- WHAT IS BEING ASKED: Copy out the material character for character, from its first line through the line containing "M525 250L527 259L521", inclusive of both.

- DATA SUPPLIED:
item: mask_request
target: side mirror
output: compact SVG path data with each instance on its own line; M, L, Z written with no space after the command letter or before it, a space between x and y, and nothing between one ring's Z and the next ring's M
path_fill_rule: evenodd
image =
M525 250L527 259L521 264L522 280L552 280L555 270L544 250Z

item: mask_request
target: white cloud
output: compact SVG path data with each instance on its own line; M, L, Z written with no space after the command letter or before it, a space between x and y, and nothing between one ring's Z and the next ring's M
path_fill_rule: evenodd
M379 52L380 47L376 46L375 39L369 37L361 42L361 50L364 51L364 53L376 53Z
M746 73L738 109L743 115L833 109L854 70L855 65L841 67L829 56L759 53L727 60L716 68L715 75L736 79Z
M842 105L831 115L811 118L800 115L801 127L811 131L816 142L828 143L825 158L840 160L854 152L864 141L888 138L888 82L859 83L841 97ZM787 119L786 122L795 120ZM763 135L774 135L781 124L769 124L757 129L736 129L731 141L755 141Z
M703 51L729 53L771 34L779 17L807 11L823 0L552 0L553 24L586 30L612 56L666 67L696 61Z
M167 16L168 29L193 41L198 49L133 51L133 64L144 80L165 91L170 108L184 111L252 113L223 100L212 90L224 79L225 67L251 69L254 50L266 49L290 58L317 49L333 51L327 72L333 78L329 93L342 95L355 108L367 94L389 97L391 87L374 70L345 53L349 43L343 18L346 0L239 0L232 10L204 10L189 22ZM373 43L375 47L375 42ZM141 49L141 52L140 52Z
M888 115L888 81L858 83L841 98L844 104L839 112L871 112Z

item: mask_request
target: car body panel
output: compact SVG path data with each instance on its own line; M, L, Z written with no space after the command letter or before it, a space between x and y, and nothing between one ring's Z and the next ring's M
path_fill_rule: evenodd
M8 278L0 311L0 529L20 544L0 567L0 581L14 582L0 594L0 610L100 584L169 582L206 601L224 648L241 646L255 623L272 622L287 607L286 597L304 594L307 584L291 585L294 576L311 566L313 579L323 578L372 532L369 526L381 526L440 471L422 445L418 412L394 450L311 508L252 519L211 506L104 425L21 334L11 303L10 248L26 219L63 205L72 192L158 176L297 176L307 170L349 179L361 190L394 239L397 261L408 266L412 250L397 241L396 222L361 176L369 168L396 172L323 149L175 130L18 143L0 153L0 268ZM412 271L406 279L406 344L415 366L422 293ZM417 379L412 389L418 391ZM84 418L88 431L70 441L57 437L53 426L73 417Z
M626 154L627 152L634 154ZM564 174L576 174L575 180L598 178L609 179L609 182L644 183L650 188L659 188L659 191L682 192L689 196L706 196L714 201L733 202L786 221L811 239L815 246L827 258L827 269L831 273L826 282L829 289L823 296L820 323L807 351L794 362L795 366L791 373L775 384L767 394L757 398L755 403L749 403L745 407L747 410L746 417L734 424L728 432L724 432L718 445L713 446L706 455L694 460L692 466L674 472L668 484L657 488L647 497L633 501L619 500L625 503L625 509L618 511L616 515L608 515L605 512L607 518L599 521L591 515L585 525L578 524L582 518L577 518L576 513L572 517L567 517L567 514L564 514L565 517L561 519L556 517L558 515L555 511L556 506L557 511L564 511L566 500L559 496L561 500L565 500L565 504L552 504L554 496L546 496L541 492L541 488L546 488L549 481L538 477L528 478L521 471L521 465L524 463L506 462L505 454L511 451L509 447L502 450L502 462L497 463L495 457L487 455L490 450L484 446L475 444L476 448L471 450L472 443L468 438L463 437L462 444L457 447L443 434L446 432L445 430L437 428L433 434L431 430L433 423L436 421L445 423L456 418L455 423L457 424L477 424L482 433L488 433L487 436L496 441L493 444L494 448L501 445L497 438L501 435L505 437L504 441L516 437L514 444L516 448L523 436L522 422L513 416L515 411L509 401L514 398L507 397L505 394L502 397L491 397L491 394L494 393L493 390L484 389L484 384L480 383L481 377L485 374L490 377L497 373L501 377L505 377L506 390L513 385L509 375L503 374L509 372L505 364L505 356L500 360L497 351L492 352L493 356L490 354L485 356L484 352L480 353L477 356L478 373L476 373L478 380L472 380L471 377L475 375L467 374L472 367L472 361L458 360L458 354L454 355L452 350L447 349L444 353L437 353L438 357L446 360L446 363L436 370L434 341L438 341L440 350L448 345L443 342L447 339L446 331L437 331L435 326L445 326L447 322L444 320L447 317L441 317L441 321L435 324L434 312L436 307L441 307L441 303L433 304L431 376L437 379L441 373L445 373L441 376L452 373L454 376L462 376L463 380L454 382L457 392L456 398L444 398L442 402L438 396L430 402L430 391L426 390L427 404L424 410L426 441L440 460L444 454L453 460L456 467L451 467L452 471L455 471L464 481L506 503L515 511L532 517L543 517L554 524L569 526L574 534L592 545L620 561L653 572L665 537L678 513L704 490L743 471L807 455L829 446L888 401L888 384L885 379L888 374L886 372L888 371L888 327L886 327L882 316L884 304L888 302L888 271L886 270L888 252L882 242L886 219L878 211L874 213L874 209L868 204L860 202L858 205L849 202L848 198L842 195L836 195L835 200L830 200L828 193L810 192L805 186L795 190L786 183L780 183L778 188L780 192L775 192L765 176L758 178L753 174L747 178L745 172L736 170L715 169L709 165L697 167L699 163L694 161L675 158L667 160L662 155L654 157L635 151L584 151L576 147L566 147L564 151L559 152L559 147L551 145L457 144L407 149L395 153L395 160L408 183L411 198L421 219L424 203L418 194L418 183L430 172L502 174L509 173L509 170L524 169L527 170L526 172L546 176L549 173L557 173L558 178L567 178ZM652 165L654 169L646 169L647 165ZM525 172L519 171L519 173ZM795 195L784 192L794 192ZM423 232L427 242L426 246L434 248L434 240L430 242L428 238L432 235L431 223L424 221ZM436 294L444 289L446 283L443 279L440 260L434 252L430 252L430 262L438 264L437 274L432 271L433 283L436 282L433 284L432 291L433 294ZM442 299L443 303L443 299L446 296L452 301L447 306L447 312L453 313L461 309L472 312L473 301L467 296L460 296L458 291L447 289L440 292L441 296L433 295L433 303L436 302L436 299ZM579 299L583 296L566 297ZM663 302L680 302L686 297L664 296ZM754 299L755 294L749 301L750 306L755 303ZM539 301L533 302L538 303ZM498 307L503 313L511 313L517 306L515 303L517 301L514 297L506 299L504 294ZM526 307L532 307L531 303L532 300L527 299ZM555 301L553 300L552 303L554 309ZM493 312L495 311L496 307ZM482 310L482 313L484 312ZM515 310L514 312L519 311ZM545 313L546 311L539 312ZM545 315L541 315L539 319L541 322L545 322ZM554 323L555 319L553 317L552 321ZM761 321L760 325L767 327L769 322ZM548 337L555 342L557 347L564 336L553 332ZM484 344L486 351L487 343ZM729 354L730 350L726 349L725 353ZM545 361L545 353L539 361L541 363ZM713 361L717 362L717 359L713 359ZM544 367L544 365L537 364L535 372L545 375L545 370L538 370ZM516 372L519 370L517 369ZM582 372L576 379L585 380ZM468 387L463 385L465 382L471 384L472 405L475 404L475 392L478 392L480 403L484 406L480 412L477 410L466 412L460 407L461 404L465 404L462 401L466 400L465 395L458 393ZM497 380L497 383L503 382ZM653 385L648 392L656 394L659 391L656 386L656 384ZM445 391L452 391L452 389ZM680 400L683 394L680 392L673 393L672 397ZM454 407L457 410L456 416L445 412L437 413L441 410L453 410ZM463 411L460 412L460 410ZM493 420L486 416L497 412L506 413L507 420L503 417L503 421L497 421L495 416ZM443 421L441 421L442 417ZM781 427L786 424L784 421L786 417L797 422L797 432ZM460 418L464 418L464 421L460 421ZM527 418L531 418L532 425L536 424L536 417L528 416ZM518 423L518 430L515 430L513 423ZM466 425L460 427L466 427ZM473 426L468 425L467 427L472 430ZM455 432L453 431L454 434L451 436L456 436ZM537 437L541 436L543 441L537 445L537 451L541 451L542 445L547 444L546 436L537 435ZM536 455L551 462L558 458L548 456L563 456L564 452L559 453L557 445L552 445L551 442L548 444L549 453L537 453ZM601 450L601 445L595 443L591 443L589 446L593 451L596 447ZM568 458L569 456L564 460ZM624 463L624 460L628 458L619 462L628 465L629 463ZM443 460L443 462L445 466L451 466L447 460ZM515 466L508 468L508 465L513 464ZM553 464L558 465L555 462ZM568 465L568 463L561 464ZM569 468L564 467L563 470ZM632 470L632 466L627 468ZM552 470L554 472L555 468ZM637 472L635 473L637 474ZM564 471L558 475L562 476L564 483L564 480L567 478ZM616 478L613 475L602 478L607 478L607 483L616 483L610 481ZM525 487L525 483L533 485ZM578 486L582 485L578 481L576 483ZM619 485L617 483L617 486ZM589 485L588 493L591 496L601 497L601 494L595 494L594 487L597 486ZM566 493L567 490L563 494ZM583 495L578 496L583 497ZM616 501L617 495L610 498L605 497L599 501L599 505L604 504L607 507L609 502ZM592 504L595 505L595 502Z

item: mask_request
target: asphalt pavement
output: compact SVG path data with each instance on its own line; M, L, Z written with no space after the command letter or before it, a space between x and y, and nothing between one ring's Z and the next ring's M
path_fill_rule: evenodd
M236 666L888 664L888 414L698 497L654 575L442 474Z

- FULL SOLUTION:
item: mask_request
target: side mirror
output: compact SVG path data with each instance on its own line; M, L, Z written with no space after the command letter or before it, a space between x and y, and nothing between one ring's Z and the next ring's M
path_fill_rule: evenodd
image =
M525 250L527 259L521 264L522 280L552 280L555 270L544 250Z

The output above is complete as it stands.